▶ _Quoted text_:
>> begin
Pershing shall calculate the maintenance requirement and notify Broker of any
amounts due. Broker shall be responsible for issuing the margin call to its
customer and obtaining the amount due directly from Broker's customer. If Broker
fails to take the appropriate action, Pershing reserves the right to collect the
amount due directly from Broker's customer. Broker agrees to cooperate with
Pershing in complying with and obtaining margin in response to such calls. If
any customer fails to meet a maintenance call, Broker shall be liable to
Pershing for any loss or damage it may incur unless the Broker establishes that
the loss or damage was directly attributable to Pershing's failure to give
proper and timely notification to Broker or customer.

7.3.3 ACTIONS UPON FAILURE TO MEET MARGIN CALLS OR DELIVER SECURITIES. In the
event that satisfactory margin is not provided within the time specified by
Pershing, or securities sold are not delivered as required, Pershing may take
such actions as Pershing deems appropriate, including but not limited to the
sale or purchase of securities in connection with the account. Broker shall
cooperate with Pershing by entering appropriate orders to buy-in or sell-out
securities in any such instance. Compliance with a request to withhold



                                      -5-
<PAGE>

action shall not be deemed a waiver by Pershing of any of its rights under this
Agreement, including but not limited to the right to close out a contract or
position if in Pershing's judgment changing conditions render such action
advisable, with or without prior notification to customer or Broker.

7.4 CHARGING OF INTEREST AND DISCLOSURES PURSUANT TO RULE 10b-16. Interest
charged with respect to debit balances in customers' accounts shall be
determined in accordance with the fully disclosed pricing schedule attached to
this Agreement. Broker shall send each margin customer a written disclosure
statement, in a form acceptable to Pershing, at the time of the opening of a
margin account as required by SEC Rule 10b-16.

7.5 UNSECURED DEBITS OR UNSECURED SHORT POSITIONS. Pershing shall charge against
the account of Broker an amount equal to the value of any unsecured debit or
short position (on a "mark to market" basis) in a customer account if that
position has not been promptly resolved by payment or delivery. Any remaining
debit shall be charged against Broker's Deposit Account and be considered a
claim against Broker pursuant to Paragraph 19 of this Agreement.

  8.0  MAINTENANCE OF BOOKS AND RECORDS

8.1 STOCK RECORDS. Pershing shall maintain stock records and other prescribed
books and records of all transactions executed or cleared through it in
accordance with generally accepted practices in the securities industry.
>> end
▶ _Problems to work on_:
**1)** According to the margin agreement excerpt, which SEC rule requires Broker to give each margin customer a written disclosure statement when a margin account is opened?
**2)** In the margin agreement excerpt, condense the paragraph that begins "7.5 UNSECURED DEBITS OR UNSECURED SHORT POSITIONS" into a short bulleted list that keeps its main facts.
**3)** Translate this sentence from the margin agreement excerpt into Spanish: "Pershing shall maintain stock records and other prescribed books and records of all transactions executed or cleared through it in accordance with generally accepted practices in the securities industry."

▶ _Extracted material_:
>> begin
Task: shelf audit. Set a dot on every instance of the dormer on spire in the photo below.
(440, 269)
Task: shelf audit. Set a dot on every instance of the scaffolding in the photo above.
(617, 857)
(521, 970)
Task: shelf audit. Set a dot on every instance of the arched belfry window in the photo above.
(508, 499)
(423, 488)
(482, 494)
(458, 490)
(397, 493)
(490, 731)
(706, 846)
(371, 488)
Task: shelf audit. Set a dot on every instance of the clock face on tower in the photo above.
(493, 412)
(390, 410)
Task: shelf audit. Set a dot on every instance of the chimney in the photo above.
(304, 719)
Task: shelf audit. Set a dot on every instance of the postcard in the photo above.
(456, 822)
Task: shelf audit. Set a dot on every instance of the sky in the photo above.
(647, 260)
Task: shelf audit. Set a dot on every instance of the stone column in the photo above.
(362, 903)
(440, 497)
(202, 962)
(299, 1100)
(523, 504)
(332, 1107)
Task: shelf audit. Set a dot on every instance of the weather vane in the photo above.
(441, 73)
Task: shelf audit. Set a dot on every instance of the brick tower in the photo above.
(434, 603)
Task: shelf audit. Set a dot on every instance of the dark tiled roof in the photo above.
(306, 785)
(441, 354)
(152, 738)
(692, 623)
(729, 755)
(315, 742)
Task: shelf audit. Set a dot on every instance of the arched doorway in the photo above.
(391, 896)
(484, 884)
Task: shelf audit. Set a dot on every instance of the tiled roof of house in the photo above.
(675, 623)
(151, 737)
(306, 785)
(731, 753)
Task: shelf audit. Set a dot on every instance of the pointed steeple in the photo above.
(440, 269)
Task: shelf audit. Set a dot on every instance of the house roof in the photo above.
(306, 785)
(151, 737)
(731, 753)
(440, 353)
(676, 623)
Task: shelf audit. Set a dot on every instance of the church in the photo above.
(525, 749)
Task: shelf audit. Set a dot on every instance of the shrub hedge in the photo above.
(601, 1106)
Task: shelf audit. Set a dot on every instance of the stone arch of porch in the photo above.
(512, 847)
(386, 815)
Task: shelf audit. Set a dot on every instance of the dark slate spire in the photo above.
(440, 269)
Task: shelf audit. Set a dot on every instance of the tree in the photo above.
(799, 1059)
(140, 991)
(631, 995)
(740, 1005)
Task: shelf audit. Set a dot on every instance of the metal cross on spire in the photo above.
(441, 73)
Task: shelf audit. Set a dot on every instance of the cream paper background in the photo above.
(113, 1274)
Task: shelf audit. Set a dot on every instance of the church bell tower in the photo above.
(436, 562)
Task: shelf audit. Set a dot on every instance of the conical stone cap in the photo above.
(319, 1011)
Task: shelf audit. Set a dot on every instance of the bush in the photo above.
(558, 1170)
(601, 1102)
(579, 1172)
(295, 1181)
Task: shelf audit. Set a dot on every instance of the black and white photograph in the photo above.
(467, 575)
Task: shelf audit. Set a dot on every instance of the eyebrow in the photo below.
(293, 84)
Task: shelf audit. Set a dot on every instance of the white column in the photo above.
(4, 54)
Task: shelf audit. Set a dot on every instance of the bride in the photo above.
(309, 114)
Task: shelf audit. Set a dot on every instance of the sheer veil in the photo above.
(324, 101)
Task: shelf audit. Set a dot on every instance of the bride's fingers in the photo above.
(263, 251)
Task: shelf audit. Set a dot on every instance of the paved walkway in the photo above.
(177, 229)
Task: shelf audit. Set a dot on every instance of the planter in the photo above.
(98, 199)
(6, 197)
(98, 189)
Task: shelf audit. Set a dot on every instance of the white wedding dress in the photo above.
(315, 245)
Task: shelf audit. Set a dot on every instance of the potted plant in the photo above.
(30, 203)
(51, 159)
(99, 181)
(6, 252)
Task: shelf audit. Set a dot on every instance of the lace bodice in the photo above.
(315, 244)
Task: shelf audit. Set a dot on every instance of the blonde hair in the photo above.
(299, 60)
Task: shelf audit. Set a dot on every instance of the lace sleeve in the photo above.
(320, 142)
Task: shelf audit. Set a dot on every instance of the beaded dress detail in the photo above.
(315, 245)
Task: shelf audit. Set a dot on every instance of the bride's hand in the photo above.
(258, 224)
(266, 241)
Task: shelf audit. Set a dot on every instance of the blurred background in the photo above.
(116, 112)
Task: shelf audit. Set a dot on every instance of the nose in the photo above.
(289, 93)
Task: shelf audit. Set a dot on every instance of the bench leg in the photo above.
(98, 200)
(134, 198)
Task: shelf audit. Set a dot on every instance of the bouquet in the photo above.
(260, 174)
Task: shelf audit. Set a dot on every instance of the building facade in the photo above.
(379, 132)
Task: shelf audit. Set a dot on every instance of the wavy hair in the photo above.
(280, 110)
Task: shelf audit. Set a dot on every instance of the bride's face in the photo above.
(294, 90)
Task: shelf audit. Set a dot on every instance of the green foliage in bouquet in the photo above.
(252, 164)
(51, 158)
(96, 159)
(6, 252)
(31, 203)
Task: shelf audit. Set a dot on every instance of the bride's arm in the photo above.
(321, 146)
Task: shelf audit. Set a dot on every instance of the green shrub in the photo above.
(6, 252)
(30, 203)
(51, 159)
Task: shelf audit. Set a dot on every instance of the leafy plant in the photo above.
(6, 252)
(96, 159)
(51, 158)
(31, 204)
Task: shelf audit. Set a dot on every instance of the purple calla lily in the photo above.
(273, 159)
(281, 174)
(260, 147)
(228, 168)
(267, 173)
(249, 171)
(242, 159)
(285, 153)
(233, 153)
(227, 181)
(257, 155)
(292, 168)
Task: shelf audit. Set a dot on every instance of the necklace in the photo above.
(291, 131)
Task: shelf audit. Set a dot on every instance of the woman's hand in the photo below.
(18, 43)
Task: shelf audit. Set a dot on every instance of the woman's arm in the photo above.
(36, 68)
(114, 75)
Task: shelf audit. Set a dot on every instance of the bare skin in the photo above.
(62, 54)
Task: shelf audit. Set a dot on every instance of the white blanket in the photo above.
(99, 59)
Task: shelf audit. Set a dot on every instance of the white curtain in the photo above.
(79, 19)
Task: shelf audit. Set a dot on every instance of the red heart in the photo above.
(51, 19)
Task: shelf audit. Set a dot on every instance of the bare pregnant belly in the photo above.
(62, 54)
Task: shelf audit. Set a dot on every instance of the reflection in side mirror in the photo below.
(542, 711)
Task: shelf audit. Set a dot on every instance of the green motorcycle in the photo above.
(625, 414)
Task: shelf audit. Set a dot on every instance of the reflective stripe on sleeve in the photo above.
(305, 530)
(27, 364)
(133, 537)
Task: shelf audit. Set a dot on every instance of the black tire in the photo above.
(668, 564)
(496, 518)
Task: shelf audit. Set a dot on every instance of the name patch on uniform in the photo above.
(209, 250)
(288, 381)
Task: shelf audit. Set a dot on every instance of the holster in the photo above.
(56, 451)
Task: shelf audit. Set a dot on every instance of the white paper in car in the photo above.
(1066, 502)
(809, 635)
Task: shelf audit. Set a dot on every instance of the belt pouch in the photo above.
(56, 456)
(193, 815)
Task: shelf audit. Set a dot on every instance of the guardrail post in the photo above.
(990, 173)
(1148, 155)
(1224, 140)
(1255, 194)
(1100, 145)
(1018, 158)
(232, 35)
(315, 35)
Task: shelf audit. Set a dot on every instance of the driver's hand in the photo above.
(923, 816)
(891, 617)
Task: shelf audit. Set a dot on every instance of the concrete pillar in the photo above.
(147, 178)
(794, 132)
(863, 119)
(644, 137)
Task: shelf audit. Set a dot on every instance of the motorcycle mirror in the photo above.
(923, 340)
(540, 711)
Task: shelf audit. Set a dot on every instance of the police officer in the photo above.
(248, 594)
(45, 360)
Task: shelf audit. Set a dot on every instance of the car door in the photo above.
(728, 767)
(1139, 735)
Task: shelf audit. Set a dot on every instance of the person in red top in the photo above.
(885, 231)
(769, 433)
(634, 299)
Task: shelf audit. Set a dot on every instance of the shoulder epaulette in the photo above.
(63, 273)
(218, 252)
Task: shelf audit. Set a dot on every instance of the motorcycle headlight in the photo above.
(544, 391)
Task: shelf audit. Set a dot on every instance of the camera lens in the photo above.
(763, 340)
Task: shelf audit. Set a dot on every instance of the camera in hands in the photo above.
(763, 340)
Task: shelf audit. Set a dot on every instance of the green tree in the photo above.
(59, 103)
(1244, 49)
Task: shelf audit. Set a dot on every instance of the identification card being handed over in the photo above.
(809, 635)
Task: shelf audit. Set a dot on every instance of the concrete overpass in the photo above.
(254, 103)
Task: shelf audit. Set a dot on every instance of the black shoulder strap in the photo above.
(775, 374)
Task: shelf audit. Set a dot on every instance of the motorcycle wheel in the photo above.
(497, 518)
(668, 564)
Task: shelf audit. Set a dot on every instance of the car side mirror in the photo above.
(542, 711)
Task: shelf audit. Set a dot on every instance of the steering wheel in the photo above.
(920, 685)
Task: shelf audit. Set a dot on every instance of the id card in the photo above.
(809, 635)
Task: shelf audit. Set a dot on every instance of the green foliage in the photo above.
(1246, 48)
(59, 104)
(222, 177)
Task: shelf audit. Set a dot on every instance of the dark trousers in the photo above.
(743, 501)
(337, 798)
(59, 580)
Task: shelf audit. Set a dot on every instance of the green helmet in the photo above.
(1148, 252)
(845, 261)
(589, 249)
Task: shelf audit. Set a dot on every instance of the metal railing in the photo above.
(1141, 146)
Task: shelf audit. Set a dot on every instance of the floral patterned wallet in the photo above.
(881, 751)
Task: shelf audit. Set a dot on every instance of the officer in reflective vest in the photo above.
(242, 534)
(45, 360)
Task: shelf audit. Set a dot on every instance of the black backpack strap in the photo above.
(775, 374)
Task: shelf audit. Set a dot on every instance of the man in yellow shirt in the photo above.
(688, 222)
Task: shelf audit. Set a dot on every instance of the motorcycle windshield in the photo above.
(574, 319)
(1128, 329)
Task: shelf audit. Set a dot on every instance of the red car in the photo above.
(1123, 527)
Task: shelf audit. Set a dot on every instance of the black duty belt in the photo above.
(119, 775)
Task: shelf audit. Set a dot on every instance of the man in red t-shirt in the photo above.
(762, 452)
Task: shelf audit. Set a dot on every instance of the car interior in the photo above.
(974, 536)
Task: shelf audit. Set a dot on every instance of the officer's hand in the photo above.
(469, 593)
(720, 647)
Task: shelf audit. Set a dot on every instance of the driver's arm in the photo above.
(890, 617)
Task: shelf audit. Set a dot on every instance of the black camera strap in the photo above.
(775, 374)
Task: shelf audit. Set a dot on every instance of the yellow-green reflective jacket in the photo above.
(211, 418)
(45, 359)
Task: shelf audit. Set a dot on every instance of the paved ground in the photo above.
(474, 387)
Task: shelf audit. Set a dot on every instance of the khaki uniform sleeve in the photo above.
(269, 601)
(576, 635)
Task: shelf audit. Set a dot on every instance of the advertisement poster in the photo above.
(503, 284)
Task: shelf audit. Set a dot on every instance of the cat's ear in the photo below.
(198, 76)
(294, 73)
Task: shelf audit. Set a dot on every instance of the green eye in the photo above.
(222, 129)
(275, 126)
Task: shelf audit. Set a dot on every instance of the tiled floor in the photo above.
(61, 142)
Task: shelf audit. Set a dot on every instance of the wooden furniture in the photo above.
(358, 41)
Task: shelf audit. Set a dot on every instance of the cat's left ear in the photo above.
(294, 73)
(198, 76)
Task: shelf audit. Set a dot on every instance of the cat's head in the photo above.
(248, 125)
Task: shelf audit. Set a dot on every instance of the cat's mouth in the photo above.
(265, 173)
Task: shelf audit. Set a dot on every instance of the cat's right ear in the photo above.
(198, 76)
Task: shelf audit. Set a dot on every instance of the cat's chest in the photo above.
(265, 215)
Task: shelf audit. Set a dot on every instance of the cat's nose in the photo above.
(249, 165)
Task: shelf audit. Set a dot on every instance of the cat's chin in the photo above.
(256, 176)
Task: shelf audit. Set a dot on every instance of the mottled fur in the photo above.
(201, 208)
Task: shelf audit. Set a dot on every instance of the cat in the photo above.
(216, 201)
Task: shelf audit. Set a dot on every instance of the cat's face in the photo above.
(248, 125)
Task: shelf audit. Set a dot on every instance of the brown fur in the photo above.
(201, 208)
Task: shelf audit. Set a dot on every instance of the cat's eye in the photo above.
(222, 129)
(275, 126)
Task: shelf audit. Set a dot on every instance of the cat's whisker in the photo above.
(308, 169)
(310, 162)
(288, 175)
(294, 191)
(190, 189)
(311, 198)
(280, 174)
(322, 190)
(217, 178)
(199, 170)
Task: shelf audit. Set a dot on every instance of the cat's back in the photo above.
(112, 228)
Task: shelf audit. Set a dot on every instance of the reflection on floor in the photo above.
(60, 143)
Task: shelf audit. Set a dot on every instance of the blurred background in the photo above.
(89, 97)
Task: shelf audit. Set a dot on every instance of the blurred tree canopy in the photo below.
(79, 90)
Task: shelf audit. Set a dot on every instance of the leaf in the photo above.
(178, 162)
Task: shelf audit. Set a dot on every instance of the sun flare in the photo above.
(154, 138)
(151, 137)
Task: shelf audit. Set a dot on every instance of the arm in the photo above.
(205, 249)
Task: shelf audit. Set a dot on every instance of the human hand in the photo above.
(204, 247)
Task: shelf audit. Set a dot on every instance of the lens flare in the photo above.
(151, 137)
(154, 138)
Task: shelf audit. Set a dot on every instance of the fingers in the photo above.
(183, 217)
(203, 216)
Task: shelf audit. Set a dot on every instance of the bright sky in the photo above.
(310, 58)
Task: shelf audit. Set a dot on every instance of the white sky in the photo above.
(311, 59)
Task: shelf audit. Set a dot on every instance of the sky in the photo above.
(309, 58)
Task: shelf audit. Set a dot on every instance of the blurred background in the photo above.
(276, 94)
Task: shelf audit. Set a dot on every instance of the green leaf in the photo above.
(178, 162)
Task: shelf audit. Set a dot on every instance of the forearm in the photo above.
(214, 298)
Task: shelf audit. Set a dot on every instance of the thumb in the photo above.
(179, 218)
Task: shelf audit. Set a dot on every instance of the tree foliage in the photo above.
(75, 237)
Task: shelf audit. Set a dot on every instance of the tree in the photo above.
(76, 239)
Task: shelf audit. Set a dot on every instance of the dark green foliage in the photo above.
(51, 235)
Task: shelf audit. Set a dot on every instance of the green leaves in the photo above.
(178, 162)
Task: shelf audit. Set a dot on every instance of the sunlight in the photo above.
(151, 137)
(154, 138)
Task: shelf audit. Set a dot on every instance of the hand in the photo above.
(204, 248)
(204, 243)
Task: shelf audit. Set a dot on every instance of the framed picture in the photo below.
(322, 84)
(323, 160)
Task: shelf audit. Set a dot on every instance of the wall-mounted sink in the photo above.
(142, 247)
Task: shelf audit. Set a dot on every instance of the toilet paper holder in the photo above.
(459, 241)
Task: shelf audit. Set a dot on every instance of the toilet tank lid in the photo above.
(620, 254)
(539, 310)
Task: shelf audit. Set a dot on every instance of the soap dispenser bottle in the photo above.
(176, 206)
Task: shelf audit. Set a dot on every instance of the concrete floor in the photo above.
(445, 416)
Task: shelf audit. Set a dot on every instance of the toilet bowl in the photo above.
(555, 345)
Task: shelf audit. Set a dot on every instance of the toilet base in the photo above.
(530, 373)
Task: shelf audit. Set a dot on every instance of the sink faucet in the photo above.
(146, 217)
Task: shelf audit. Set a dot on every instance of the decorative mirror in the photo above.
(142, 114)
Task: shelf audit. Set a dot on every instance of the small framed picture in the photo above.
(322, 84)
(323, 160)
>> end
▶ _Answers by task_:
**1)** SEC Rule 10b-16.

**2)**
- If an unsecured debit or short position in a customer account is not promptly resolved by payment or delivery, Pershing charges Broker's account an amount equal to its value, on a "mark to market" basis.
- Any remaining debit is charged against Broker's Deposit Account.
- That remaining debit is treated as a claim against Broker under Paragraph 19 of the Agreement.

**3)** Pershing mantendrá registros de valores y otros libros y registros prescritos de todas las transacciones ejecutadas o compensadas a través de ella, de conformidad con las prácticas generalmente aceptadas en el sector de valores.